----- Teks Bacaan
Laporan terbaru OpenAI mengenai penyalahgunaan AI menggarisbawahi dilema yang dihadapi perusahaan-perusahaan teknologi kecerdasan buatan: menyeimbangkan pencegahan penyalahgunaan chatbot dengan menjamin privasi pengguna.
Laporan yang diterbitkan hari ini menyoroti berbagai kasus di mana OpenAI menyelidiki dan mengganggu aktivitas berbahaya yang melibatkan model-modelnya, dengan fokus pada penipuan, serangan siber, dan kampanye pengaruh yang dikaitkan dengan pemerintahan. Namun, publikasi ini muncul di tengah meningkatnya sorotan terhadap jenis risiko AI lainnya, yaitu potensi bahaya psikologis dari chatbot. Tahun ini saja, telah muncul beberapa laporan tentang pengguna yang melakukan tindakan melukai diri sendiri, bunuh diri, dan pembunuhan setelah berinteraksi dengan model AI. Laporan baru ini, bersama dengan pengungkapan perusahaan sebelumnya, memberikan sedikit gambaran tambahan tentang bagaimana OpenAI memoderasi percakapan untuk berbagai jenis penyalahgunaan.
----------
_Tujuan Tugas_
Cocokkan tiga pernyataan ini dengan teks tentang laporan OpenAI: (a) laporan itu berfokus pada penipuan, serangan siber, dan kampanye pengaruh; (b) laporan itu terbit minggu lalu; (c) perusahaan AI cukup memikirkan privasi pengguna saja. Untuk tiap pernyataan, jawab ya atau tidak dan kutip kata-kata teks yang menentukannya. Isi daftar ini tidak ada kaitannya dengan teks bacaan.
----- Daftar Data
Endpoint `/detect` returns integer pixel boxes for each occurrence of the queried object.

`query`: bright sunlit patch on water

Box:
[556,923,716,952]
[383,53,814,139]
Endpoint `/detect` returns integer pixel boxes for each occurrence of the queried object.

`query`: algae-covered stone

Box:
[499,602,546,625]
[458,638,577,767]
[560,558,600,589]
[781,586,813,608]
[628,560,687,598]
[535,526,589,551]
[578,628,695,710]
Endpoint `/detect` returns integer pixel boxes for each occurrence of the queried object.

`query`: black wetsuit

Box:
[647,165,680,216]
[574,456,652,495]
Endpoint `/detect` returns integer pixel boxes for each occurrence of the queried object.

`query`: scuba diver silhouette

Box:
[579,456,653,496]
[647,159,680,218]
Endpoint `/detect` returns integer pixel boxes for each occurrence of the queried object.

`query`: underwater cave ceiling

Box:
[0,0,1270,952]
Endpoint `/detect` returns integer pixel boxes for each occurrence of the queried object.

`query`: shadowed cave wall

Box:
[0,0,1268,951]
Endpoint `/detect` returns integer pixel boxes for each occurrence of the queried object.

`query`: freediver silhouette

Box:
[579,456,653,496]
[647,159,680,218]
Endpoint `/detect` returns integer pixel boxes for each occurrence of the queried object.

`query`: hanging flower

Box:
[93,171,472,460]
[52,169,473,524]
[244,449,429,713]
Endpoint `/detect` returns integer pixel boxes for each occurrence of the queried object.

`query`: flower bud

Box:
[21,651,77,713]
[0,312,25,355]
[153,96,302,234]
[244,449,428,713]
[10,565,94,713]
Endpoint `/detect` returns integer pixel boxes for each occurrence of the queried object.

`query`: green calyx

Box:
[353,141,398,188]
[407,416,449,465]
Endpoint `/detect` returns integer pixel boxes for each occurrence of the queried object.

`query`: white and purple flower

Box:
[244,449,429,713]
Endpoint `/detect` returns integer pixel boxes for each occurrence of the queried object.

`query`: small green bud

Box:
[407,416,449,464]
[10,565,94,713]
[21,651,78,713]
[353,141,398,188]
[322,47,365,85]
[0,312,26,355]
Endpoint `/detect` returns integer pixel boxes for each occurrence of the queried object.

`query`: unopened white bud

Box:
----------
_Hasil Tugas_
(a) Ya: "dengan fokus pada penipuan, serangan siber, dan kampanye pengaruh yang dikaitkan dengan pemerintahan"
(b) Tidak: "Laporan yang diterbitkan hari ini"
(c) Tidak: "menyeimbangkan pencegahan penyalahgunaan chatbot dengan menjamin privasi pengguna"